## ASSIGNMENT
In your reply, repeat every entry exactly and skip over each picture.

[Referring expression data]
-------------------------

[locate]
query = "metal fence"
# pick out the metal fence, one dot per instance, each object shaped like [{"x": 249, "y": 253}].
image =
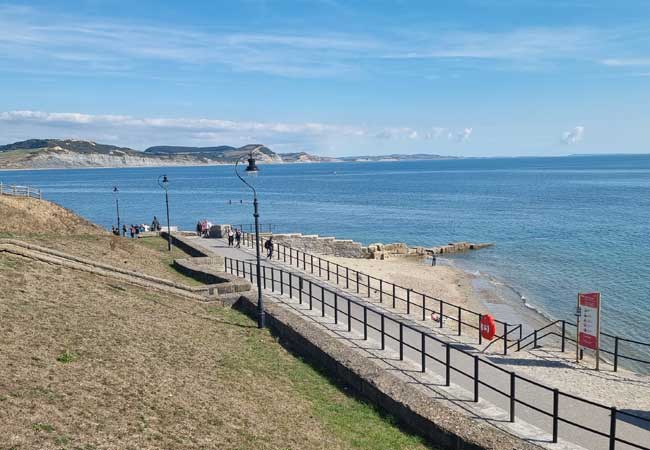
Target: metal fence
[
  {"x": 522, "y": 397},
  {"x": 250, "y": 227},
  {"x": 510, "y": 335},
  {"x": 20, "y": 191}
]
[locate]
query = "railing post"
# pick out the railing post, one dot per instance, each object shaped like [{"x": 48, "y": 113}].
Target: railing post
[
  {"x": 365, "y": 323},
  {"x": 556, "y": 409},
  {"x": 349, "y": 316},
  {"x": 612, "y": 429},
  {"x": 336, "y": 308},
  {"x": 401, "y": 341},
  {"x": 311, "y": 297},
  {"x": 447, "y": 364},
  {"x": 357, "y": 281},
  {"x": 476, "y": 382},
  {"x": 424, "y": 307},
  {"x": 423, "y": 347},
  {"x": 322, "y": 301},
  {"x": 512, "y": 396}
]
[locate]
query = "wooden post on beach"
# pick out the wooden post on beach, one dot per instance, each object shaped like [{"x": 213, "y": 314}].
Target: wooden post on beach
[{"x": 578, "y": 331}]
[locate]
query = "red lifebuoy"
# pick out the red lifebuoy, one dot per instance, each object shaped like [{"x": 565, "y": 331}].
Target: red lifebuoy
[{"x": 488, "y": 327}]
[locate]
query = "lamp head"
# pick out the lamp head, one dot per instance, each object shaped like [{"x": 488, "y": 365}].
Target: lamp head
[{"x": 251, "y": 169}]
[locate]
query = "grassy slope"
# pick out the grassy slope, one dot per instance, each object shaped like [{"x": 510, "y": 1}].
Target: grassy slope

-------------------------

## EXERCISE RESPONSE
[locate]
query = "metal fence"
# pick out the metal fence, one dot per instance, each object shaped like [{"x": 249, "y": 253}].
image =
Target: metal fence
[
  {"x": 522, "y": 397},
  {"x": 250, "y": 227},
  {"x": 510, "y": 335},
  {"x": 20, "y": 191}
]
[locate]
query = "railing post"
# pick out the railing post, one dot per instance, each object shaped like [{"x": 48, "y": 113}].
Target: railing post
[
  {"x": 365, "y": 323},
  {"x": 556, "y": 409},
  {"x": 349, "y": 316},
  {"x": 612, "y": 429},
  {"x": 336, "y": 308},
  {"x": 401, "y": 341},
  {"x": 311, "y": 297},
  {"x": 447, "y": 364},
  {"x": 357, "y": 281},
  {"x": 476, "y": 382},
  {"x": 424, "y": 307},
  {"x": 423, "y": 347},
  {"x": 322, "y": 301},
  {"x": 512, "y": 396}
]
[locate]
query = "wooden post on beach"
# pick out the wooden post on beach, one dot per instance, each object shaped like [{"x": 213, "y": 314}].
Target: wooden post on beach
[{"x": 578, "y": 331}]
[locate]
query = "red lifebuoy"
# pick out the red lifebuoy, one dot per instance, each object shaped like [{"x": 565, "y": 331}].
Target: red lifebuoy
[{"x": 488, "y": 327}]
[locate]
query = "lamp head"
# pick out the lamp head, one dot per instance, each object shaped like [{"x": 488, "y": 365}].
Target: lamp head
[{"x": 251, "y": 169}]
[locate]
query = "grassy slope"
# pick out the grassy slope, one dot per instance, each object shaped like [{"x": 510, "y": 1}].
Target: grassy slope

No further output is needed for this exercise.